YOUR TASK: Return every line of the entries below that contains the word "wrist".

INPUT RECORDS:

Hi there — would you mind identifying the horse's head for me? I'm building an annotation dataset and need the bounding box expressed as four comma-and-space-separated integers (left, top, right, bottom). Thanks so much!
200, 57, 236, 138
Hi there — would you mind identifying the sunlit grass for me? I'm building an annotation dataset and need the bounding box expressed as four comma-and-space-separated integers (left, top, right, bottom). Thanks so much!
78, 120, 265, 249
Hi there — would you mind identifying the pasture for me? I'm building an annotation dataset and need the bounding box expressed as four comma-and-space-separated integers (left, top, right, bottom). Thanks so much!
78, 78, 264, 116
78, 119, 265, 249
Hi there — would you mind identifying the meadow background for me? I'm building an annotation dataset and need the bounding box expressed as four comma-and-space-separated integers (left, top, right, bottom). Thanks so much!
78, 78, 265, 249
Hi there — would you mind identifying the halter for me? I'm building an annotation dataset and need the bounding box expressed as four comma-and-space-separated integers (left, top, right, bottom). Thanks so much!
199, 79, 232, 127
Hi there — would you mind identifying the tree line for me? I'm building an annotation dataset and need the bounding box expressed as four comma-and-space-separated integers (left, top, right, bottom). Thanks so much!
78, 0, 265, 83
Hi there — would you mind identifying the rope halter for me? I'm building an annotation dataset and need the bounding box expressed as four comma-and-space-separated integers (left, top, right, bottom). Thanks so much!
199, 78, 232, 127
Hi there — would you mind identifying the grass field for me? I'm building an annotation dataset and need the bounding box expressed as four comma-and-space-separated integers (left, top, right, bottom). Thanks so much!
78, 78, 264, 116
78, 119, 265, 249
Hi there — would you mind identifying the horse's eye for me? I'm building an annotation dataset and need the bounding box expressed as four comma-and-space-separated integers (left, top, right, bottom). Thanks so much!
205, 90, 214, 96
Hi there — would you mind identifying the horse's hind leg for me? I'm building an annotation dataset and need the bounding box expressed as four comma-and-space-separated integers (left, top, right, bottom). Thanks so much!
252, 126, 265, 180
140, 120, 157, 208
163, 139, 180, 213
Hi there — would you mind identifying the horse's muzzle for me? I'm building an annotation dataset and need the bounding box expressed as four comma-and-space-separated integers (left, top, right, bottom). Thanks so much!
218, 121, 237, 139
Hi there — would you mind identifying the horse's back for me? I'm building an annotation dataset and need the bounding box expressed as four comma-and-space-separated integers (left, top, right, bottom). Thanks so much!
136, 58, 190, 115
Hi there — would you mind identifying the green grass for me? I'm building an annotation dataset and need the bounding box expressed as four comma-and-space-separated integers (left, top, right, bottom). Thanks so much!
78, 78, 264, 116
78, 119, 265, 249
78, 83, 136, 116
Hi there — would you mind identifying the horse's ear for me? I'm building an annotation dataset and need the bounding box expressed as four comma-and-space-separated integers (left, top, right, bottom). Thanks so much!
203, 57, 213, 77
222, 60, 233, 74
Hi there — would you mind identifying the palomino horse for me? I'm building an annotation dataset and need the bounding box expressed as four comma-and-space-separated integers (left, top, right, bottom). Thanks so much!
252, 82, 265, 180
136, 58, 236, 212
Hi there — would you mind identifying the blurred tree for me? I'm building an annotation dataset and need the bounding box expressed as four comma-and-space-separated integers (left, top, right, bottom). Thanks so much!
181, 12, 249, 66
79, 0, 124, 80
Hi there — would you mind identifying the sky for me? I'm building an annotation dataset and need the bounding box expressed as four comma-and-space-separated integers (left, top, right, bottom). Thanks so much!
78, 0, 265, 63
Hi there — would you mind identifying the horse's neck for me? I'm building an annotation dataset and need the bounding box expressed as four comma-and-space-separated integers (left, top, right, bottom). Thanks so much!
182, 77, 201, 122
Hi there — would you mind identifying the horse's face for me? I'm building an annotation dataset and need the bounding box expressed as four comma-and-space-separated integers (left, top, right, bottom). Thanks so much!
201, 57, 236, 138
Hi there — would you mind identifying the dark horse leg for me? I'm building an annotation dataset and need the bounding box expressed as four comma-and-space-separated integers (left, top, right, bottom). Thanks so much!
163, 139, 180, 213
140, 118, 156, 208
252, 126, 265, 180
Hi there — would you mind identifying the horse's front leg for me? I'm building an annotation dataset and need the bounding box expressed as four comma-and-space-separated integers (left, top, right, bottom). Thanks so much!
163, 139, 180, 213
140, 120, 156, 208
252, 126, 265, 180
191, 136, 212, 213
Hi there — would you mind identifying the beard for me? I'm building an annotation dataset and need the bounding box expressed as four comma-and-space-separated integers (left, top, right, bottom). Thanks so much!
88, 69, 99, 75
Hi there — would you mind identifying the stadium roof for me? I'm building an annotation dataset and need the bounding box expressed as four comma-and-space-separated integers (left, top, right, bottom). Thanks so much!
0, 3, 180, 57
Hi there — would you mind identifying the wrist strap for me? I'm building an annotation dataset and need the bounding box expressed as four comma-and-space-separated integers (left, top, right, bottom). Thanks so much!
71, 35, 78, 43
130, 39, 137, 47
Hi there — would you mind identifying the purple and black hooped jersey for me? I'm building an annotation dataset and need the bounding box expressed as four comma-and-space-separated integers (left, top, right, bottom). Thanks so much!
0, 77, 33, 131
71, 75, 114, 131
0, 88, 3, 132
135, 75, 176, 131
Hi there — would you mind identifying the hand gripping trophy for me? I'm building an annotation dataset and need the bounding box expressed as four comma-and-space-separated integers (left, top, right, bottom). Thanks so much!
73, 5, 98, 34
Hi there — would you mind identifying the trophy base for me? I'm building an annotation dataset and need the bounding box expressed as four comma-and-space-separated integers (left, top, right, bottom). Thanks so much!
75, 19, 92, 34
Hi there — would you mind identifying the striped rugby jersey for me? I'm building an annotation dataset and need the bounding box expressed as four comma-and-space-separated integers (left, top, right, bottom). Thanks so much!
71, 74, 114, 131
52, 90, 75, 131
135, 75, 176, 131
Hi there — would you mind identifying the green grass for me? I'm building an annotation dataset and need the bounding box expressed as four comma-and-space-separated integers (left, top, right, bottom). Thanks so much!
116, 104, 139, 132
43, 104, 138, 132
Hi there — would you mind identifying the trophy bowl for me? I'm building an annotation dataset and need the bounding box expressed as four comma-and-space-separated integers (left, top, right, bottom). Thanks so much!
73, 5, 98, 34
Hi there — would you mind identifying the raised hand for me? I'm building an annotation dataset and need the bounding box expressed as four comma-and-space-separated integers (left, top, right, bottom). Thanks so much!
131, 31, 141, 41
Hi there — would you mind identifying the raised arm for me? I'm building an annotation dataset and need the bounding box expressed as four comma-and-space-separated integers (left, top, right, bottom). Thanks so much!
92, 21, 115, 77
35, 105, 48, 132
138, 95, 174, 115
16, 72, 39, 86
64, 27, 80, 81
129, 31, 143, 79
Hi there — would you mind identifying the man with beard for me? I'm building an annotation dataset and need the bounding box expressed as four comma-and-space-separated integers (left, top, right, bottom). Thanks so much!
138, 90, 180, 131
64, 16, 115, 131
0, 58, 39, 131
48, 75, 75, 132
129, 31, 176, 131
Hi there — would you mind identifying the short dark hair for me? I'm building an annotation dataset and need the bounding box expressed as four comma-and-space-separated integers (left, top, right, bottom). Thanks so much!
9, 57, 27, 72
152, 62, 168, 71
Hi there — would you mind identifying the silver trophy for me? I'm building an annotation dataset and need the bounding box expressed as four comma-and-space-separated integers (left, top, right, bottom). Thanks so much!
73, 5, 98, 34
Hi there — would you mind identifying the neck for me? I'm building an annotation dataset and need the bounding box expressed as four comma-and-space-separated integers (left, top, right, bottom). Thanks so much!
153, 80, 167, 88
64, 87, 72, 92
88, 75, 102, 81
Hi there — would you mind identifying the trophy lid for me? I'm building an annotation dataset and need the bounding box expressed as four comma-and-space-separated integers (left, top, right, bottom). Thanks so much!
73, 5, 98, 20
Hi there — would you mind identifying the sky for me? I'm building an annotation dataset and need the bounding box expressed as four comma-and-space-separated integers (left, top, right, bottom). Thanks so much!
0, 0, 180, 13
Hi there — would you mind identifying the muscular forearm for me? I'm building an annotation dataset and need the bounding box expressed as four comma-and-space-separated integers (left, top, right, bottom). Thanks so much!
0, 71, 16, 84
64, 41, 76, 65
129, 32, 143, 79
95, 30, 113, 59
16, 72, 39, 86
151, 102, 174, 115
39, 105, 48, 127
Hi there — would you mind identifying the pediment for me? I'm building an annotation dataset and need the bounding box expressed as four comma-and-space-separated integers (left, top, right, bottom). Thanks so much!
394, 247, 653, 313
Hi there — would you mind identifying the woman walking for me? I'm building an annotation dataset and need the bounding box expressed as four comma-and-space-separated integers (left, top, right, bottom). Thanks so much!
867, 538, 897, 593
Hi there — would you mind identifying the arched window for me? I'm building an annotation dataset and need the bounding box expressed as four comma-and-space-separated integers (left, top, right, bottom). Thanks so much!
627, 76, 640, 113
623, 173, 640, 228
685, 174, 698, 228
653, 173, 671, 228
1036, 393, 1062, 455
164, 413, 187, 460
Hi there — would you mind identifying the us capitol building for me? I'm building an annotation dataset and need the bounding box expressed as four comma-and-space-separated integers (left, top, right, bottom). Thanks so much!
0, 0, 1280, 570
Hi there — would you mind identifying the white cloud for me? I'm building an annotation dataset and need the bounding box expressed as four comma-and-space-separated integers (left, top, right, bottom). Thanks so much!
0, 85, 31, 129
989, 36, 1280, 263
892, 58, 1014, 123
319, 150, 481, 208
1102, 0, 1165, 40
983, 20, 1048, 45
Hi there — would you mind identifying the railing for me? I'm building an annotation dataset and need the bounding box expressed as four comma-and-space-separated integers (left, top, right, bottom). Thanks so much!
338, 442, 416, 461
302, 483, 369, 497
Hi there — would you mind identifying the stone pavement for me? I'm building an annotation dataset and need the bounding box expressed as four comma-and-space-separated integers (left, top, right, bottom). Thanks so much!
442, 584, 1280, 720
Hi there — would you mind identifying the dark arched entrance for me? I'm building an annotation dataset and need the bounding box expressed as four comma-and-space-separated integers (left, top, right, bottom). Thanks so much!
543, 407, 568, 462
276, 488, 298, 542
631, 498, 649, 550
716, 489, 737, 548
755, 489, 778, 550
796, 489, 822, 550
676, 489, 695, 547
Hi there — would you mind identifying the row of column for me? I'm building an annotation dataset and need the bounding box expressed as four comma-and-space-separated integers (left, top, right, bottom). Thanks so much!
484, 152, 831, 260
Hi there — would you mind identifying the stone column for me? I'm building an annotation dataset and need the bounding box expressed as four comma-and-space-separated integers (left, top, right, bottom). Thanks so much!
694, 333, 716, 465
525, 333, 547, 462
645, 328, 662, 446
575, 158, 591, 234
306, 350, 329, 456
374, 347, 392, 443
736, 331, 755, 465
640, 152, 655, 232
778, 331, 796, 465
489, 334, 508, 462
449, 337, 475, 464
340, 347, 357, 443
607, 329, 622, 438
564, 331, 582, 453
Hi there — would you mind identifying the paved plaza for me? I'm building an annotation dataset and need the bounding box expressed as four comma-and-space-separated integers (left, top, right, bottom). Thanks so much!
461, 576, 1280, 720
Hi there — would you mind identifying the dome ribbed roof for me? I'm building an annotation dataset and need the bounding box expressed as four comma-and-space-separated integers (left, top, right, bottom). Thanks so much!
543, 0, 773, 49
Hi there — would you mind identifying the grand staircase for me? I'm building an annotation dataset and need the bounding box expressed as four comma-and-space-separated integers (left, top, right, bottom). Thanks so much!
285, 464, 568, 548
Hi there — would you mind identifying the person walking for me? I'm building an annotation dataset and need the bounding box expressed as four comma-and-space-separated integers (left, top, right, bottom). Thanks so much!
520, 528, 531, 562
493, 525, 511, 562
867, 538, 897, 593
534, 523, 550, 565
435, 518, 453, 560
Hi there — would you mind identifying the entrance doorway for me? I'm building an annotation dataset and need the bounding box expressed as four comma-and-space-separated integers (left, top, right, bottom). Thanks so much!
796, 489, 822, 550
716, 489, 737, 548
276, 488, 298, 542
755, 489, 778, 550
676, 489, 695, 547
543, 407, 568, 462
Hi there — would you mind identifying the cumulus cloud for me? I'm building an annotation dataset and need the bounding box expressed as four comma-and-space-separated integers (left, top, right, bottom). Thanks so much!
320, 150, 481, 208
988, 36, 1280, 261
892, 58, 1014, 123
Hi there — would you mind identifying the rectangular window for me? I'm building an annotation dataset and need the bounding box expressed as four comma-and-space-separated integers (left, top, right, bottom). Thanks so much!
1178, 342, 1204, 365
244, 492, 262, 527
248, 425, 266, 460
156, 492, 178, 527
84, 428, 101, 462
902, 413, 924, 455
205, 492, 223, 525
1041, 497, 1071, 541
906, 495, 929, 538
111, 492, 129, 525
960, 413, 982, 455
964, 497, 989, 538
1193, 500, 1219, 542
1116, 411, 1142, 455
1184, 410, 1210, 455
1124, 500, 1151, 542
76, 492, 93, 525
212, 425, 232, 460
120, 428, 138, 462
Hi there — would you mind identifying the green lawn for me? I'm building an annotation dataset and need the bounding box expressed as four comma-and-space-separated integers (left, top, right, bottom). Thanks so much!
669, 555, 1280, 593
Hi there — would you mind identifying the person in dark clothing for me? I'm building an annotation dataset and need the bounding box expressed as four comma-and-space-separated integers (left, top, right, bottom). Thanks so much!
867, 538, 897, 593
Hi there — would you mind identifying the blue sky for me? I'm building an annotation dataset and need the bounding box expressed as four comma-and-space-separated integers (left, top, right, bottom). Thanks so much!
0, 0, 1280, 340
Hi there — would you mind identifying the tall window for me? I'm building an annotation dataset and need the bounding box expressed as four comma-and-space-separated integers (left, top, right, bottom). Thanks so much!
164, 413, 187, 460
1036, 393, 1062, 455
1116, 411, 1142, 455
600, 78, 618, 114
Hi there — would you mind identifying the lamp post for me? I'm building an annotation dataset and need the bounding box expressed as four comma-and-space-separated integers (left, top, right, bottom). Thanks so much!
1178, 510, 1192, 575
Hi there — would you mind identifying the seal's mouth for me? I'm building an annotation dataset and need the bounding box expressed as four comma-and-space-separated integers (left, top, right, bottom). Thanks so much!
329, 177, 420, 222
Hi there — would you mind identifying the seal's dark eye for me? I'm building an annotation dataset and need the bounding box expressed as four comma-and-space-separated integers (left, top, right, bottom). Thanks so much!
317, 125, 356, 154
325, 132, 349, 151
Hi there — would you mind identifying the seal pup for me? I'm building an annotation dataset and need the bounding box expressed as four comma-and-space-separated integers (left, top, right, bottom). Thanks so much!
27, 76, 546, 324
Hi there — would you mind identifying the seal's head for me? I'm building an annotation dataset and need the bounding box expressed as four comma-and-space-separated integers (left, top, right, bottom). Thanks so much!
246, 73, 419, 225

CORRECT RESULT:
Hi there — would you mind identifying the wrist strap for me? I'm building an annotation dataset and need the bounding box expressed as four comma-and-space-separated integers (left, top, right, bottom). Thanks so much!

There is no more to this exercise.